-- Problem --
Identify every line in the records that contains the string "railing", and copy each such line. Matching is case-sensitive.

==============================

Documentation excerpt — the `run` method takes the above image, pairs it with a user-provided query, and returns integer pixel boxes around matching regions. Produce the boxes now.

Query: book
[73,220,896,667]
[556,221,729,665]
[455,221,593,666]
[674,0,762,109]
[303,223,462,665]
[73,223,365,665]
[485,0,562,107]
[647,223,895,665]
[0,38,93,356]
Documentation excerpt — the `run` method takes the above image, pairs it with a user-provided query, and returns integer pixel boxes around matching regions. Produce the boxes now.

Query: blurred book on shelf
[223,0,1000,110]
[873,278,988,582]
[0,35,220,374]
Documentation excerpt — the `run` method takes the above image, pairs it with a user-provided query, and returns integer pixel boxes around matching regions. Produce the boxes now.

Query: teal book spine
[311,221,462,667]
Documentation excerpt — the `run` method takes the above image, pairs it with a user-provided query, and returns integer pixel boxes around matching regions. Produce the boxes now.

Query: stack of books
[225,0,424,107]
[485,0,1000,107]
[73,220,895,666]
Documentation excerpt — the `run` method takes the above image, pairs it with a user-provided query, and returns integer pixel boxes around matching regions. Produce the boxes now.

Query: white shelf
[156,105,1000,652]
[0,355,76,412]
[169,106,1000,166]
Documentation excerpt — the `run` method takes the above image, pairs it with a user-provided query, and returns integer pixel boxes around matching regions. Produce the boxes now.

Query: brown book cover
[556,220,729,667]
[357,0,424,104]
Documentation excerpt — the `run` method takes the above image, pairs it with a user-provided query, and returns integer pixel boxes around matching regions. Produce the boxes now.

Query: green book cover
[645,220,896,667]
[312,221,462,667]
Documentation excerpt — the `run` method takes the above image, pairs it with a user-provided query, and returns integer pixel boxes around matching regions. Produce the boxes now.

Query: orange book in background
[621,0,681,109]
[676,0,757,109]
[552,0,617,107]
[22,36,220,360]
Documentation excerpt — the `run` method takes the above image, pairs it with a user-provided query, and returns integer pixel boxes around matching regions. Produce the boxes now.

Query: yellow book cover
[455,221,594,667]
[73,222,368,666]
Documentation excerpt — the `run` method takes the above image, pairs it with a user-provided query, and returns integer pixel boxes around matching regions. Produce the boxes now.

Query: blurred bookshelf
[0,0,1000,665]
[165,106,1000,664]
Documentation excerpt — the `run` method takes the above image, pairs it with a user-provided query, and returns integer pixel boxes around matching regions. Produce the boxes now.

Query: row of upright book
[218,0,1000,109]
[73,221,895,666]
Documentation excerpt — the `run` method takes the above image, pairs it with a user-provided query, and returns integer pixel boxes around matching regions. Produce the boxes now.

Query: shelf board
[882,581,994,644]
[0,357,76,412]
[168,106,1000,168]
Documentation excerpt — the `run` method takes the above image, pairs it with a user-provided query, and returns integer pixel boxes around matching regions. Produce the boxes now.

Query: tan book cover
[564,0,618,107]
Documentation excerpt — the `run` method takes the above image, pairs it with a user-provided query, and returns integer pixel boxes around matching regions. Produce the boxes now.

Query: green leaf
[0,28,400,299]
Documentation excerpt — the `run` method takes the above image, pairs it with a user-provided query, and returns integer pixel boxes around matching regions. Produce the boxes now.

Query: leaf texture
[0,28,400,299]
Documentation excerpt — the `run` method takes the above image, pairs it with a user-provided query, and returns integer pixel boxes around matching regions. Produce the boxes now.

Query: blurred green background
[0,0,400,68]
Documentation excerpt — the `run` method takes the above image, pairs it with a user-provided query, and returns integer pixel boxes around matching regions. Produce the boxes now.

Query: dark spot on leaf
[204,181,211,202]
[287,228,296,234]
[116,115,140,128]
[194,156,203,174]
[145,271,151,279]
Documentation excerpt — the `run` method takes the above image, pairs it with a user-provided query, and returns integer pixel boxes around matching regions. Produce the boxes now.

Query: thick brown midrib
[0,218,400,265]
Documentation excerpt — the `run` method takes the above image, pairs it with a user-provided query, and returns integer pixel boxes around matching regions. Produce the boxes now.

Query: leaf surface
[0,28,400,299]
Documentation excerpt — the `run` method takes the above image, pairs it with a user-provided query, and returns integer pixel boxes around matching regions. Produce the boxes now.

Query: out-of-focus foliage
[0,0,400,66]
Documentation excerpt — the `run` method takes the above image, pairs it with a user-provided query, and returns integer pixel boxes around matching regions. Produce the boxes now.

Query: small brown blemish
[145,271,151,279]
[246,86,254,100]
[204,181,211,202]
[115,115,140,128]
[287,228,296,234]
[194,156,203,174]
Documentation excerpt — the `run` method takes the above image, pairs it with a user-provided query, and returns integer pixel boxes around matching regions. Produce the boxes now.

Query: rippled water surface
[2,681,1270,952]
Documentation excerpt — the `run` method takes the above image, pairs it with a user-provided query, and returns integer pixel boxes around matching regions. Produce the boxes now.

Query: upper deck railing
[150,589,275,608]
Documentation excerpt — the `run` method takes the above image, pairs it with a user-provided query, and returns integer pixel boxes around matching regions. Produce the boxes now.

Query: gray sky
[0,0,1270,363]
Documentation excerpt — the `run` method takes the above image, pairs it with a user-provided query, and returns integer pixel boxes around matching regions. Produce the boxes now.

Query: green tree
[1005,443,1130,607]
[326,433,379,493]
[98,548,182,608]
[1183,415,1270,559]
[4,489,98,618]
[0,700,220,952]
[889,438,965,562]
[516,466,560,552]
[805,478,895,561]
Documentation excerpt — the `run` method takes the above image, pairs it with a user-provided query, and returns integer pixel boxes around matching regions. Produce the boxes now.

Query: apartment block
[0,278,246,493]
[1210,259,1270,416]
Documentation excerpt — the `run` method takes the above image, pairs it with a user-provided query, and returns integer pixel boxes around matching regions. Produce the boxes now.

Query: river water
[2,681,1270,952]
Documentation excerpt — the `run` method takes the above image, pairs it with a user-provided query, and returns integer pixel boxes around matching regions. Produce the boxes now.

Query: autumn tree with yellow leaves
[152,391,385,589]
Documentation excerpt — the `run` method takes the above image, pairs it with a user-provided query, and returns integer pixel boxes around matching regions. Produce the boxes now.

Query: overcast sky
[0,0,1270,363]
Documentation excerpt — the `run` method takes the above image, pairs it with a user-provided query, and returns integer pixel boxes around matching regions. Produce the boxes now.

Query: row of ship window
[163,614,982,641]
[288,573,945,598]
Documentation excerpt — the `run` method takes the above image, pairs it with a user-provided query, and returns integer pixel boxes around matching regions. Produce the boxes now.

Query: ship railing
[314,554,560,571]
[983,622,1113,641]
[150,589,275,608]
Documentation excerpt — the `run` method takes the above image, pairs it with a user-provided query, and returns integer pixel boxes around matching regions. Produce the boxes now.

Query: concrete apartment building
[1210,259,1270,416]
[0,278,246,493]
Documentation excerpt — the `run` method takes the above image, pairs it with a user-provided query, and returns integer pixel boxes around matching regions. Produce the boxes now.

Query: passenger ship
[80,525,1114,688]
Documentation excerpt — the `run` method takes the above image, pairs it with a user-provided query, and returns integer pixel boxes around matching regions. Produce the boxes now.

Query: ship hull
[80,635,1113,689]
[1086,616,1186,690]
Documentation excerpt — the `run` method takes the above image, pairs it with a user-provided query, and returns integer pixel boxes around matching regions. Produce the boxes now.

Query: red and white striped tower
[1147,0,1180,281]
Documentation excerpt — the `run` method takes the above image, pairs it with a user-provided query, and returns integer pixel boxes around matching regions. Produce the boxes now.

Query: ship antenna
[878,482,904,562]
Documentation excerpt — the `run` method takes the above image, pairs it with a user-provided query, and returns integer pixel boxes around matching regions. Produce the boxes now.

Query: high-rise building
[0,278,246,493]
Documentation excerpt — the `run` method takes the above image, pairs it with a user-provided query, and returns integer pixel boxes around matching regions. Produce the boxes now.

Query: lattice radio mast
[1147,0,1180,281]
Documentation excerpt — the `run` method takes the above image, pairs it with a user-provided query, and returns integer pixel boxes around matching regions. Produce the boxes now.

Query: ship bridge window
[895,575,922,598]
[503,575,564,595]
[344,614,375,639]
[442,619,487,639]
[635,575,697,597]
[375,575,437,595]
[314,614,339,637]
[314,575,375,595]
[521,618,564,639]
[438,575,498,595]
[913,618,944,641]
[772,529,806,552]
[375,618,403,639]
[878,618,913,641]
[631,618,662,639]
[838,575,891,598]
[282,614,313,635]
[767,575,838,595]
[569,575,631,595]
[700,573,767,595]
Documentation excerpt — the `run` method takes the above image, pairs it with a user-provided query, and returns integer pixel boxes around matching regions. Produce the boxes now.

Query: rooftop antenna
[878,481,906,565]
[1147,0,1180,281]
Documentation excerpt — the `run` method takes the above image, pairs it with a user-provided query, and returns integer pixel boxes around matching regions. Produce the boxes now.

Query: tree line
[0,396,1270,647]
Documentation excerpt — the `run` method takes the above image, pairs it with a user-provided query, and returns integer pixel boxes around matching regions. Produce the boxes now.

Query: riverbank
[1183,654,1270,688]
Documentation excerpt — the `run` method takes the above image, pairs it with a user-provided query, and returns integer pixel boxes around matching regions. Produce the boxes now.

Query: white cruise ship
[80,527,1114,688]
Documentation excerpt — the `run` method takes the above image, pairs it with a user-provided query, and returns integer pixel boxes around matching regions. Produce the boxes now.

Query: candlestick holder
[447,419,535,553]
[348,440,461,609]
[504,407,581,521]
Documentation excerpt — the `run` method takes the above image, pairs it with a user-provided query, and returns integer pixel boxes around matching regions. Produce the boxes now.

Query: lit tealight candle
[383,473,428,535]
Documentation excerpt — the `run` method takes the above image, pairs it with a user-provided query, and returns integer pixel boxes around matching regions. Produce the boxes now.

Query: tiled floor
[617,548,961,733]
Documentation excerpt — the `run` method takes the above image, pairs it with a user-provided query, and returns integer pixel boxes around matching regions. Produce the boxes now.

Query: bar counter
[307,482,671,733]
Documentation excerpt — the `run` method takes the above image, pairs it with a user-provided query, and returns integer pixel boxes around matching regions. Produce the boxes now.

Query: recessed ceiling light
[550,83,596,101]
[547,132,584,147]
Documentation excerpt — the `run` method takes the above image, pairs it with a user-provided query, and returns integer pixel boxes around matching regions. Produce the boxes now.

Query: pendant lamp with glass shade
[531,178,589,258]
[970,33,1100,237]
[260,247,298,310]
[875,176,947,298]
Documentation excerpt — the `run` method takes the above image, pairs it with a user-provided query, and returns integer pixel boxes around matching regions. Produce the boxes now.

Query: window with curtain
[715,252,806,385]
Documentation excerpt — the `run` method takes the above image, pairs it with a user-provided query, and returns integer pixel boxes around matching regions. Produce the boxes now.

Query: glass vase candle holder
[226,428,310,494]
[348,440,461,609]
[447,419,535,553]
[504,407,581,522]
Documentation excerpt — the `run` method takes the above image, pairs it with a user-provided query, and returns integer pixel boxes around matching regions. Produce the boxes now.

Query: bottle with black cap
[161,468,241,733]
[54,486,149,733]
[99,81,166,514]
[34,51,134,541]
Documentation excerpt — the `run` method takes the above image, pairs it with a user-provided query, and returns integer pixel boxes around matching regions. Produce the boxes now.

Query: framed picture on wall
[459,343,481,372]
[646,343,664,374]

==============================

-- Result of the task --
Query: upper deck railing
Query: ship railing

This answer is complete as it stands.